* _TASK_: Can you update the data below by replacing every "one dot per instance" with "one point per instance" and leaving everything else unchanged?

[Data items]
* * * * *
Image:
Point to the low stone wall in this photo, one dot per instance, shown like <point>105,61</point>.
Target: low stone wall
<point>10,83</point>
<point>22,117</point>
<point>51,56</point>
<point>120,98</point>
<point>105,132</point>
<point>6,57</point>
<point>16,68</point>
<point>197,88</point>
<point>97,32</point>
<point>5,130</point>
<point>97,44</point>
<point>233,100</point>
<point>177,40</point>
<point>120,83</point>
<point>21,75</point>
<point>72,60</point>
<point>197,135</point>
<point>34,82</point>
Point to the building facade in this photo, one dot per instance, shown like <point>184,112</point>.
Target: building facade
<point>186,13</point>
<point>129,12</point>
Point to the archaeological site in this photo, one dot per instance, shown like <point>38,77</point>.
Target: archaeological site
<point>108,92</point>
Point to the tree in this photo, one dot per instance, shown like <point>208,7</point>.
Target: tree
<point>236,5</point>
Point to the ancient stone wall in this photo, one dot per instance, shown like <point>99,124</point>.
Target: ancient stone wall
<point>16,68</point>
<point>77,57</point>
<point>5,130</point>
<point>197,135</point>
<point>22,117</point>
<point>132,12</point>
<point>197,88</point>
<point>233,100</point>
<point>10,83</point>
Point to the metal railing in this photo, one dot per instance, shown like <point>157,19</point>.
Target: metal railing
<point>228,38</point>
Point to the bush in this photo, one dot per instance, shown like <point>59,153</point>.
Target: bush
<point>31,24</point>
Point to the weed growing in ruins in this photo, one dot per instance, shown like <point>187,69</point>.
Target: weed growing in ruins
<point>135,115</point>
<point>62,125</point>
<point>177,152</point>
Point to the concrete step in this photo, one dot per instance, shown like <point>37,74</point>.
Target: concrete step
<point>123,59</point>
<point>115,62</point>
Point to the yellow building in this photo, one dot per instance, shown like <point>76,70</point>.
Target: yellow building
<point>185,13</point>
* * * * *
* _SOLUTION TO THIS TASK_:
Image:
Point to the low stone wall in this photo, one point per instance, shown like <point>105,61</point>.
Target: low stone wall
<point>10,83</point>
<point>22,117</point>
<point>51,56</point>
<point>120,98</point>
<point>105,132</point>
<point>6,57</point>
<point>16,68</point>
<point>197,88</point>
<point>97,32</point>
<point>5,130</point>
<point>97,44</point>
<point>233,100</point>
<point>177,40</point>
<point>120,83</point>
<point>21,75</point>
<point>72,60</point>
<point>197,135</point>
<point>34,82</point>
Point to the building facade in this photo, one point per instance, shown like <point>184,112</point>.
Target: building facade
<point>186,13</point>
<point>129,12</point>
Point to the archaeological site in this photo, one point per instance, shown like <point>38,77</point>.
Target: archaeological site
<point>108,92</point>
Point to the tree in this photo, one point per instance, shown like <point>208,7</point>.
Target: tree
<point>236,5</point>
Point to the ancient stone wall in this photo, one point per instance, shown like <point>99,124</point>.
Target: ancient stone wall
<point>16,68</point>
<point>77,57</point>
<point>5,130</point>
<point>197,135</point>
<point>22,117</point>
<point>132,12</point>
<point>197,88</point>
<point>233,100</point>
<point>10,83</point>
Point to the metal railing in this photo, one point per instance, shown like <point>157,19</point>.
Target: metal railing
<point>228,38</point>
Point to the bush in this photo, one point per instance, shown like <point>59,153</point>.
Target: bush
<point>31,24</point>
Point to the weed growing in ruins in this photo, one point per instance, shown like <point>187,69</point>.
Target: weed growing in ruins
<point>135,115</point>
<point>62,125</point>
<point>177,152</point>
Point to the concrete step in this photo, one point per instance, shown like <point>37,74</point>.
Target: concrete step
<point>123,59</point>
<point>115,62</point>
Point to the yellow building in this photo, one point per instance, shown like <point>76,70</point>.
Target: yellow building
<point>185,13</point>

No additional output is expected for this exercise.